Segment Start: Material supplied
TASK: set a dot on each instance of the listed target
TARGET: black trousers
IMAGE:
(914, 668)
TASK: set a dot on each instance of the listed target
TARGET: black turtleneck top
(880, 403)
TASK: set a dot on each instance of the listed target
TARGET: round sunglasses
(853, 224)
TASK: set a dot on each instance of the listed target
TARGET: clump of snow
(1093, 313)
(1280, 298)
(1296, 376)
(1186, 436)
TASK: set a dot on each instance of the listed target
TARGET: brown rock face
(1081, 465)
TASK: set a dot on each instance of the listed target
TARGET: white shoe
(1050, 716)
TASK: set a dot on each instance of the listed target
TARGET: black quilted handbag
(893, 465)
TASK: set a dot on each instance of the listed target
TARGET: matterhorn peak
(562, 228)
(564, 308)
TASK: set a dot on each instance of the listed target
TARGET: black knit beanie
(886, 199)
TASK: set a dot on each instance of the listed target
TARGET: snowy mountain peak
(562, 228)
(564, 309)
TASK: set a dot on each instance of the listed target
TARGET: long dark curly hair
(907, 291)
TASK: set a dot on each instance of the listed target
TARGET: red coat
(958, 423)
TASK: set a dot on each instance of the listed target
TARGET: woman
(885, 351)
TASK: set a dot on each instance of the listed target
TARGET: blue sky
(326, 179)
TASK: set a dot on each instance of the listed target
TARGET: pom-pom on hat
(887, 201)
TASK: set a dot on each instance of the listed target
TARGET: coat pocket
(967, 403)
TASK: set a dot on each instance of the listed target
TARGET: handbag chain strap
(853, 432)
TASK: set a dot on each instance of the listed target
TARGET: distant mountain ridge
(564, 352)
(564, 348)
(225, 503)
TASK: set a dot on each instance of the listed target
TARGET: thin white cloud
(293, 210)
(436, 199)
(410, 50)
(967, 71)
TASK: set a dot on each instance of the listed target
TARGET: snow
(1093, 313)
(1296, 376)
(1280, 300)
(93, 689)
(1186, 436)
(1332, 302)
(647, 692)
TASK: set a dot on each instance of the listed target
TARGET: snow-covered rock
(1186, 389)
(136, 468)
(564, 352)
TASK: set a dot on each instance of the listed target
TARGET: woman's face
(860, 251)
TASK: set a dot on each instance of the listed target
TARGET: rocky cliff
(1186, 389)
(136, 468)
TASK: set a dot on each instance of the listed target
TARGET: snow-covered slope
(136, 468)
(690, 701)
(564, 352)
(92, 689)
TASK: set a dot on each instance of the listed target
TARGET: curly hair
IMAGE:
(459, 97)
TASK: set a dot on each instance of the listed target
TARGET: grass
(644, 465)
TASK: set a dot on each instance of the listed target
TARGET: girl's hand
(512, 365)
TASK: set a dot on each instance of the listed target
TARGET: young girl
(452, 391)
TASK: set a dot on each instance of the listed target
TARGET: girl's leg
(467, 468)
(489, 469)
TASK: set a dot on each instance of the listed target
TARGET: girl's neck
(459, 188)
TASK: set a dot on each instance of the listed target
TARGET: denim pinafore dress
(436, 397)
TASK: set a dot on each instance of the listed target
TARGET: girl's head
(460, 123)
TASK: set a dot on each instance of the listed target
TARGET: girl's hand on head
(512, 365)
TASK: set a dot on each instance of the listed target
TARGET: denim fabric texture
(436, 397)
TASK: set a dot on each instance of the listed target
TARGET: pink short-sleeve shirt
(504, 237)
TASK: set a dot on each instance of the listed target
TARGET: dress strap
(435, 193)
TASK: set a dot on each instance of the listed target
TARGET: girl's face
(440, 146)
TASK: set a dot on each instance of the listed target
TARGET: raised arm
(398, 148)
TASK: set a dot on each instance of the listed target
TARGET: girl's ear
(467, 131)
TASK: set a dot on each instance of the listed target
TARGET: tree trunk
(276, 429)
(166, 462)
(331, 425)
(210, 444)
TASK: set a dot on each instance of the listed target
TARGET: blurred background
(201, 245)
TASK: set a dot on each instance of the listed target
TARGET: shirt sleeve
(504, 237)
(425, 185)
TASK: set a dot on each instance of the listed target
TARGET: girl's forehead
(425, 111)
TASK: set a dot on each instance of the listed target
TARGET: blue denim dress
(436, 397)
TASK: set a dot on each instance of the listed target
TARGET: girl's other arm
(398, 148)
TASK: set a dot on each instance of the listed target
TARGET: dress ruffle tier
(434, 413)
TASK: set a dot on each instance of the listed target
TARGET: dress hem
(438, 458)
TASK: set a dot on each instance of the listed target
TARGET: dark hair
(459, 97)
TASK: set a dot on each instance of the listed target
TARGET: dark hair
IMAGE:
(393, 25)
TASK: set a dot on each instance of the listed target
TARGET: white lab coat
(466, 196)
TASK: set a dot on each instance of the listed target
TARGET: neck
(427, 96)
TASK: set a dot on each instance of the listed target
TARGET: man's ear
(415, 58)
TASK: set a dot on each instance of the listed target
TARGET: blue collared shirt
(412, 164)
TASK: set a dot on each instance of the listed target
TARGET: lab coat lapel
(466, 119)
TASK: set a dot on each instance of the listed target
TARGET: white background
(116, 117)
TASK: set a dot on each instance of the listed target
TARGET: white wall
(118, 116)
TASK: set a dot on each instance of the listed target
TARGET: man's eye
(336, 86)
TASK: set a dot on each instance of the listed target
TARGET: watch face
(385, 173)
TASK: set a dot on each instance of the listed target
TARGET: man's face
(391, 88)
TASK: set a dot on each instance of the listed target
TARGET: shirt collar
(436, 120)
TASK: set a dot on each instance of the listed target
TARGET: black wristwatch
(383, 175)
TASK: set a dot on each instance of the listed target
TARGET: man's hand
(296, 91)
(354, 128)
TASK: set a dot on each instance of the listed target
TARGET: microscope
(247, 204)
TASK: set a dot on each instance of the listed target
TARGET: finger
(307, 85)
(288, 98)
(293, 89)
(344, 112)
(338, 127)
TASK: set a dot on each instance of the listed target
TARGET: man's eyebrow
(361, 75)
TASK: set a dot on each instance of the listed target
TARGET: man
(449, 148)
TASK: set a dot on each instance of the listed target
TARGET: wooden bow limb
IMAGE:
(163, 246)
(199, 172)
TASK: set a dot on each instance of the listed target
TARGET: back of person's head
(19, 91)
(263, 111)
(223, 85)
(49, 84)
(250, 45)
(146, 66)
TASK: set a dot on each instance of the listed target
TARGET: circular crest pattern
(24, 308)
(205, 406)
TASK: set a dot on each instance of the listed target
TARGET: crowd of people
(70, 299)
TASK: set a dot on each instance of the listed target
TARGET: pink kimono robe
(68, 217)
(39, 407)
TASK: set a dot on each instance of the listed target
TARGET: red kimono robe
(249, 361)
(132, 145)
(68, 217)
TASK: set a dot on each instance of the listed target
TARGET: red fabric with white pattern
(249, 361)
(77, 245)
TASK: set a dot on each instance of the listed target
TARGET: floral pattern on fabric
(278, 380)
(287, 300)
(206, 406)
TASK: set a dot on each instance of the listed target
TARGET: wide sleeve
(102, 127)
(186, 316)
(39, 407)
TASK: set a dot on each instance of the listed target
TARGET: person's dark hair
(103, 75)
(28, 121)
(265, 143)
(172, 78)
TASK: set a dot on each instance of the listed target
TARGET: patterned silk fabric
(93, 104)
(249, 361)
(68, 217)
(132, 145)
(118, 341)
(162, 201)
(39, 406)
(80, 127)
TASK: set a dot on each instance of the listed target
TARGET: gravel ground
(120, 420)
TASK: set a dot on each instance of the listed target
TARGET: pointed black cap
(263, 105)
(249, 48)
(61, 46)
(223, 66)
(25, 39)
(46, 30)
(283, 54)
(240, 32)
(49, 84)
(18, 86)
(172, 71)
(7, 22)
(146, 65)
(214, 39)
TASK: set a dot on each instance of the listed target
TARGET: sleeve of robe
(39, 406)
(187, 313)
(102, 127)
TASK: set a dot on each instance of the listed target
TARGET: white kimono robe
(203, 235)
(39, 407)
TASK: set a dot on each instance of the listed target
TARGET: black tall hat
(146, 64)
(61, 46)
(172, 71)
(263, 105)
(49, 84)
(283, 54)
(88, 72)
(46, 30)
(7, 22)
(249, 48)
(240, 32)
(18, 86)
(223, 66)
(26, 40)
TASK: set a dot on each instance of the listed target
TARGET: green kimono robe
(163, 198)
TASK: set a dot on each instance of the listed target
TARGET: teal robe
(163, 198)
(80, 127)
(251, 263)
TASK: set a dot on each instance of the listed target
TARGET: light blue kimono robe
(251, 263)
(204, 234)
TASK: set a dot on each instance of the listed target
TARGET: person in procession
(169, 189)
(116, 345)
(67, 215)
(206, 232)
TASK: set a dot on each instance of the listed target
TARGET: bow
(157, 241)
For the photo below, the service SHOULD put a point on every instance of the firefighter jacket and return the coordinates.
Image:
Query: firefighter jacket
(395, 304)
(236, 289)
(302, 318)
Segment End: Material supplied
**Your instructions:**
From the line that contains "TARGET: pointed black cap" through the last line of the records above, copy every line exactly and leave out the rest.

**Answer box:**
TARGET: pointed black cap
(263, 105)
(249, 48)
(61, 46)
(223, 66)
(25, 39)
(46, 30)
(283, 54)
(240, 32)
(49, 84)
(18, 86)
(172, 71)
(7, 22)
(146, 65)
(214, 39)
TASK: set a dot on each instance of the listed target
TARGET: sleeve of robe
(39, 406)
(187, 313)
(102, 127)
TASK: set a dot on each instance of the listed target
TARGET: white kimono robe
(203, 235)
(39, 407)
TASK: set a dot on each instance of the listed target
TARGET: black tall hat
(146, 64)
(61, 46)
(172, 71)
(263, 105)
(49, 84)
(283, 54)
(88, 72)
(46, 30)
(7, 22)
(249, 48)
(240, 32)
(18, 86)
(223, 66)
(26, 40)
TASK: set a dot on each instance of the listed target
TARGET: green kimono robe
(163, 198)
TASK: set a dot on each instance of the listed target
TARGET: teal robe
(163, 198)
(80, 127)
(251, 263)
TASK: set a dot on each instance of the listed target
TARGET: light blue kimono robe
(251, 263)
(204, 234)
TASK: set a dot on each instance of the listed target
TARGET: person in procession
(169, 189)
(116, 345)
(67, 215)
(206, 232)
TASK: set a dot on each instance of the listed target
TARGET: bow
(157, 241)
For the photo below, the service SHOULD put a point on every instance of the firefighter jacket and return the coordinates.
Image:
Query: firefighter jacket
(395, 304)
(236, 289)
(302, 318)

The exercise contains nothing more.